The exercise
Copy out the records below, swapping "Could you point out" for "Please mark" everywhere it appears and leaving every other character untouched.

Records to process
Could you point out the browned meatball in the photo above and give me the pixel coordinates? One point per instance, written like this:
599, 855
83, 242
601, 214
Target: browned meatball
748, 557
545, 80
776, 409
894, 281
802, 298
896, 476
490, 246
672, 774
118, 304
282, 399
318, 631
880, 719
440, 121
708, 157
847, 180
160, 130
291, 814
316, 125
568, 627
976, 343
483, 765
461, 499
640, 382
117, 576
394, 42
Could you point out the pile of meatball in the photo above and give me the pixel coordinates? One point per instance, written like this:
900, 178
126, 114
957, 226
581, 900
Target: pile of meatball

The output
Please mark the browned meatball in the photo above and give me the pixel coordinates? One point per instance, written like this:
599, 855
83, 242
601, 214
Target: browned meatball
748, 557
545, 80
776, 409
894, 281
802, 298
896, 476
490, 246
672, 774
118, 304
282, 399
318, 631
880, 719
440, 121
708, 157
847, 180
160, 130
291, 814
316, 125
568, 627
976, 343
483, 765
461, 499
640, 382
117, 576
394, 42
Please mark the pile of meatball in the photo above and give me the pixel coordinates? One point per instance, written like this:
900, 178
126, 114
957, 226
581, 900
Target: pile of meatball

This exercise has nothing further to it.